======== Page excerpt

Translating the African Past: The Islamic Heritage of Sub-Saharan Africa

On a recent trip to the West African nation of Mali, Dr. John O. Hunwick encountered in Timbuktu signs of its legacy being resurrected in the form of new libraries. To this scholar of African history and frequent visitor to the dusty, desert city near the Niger River, the construction of libraries represented a most welcome addition to a place whose historic reputation was built on scholarship and book trading. 
“There were two new libraries I hadn’t seen before,” exclaimed Hunwick shortly after returning to the United States in early April.
 Timbuktu occupies a significant place in the worldview of African history scholars. For centuries long before European colonizers appeared there, Timbuktu reigned as the most prosperous city in sub-Saharan Africa because its accessibility to Arab traders crossing the Sahara desert helped establish the city as a premier center of trade and scholarship. And like Timbuktu, other sub-Saharan venues would experience the growth of their own intellectual and literary traditions by adopting classical Arabic.

================
======== Data section

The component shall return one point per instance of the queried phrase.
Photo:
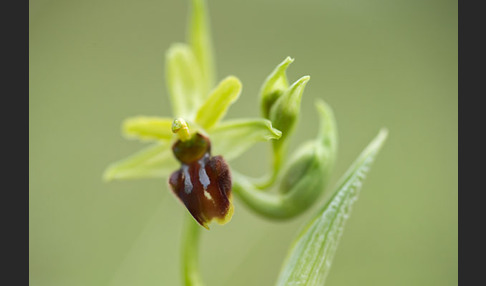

================

■ **Problem statement**
Please state, from the Timbuktu excerpt, how many new libraries Hunwick said he had not seen before.

■ **Output of the task**
Two.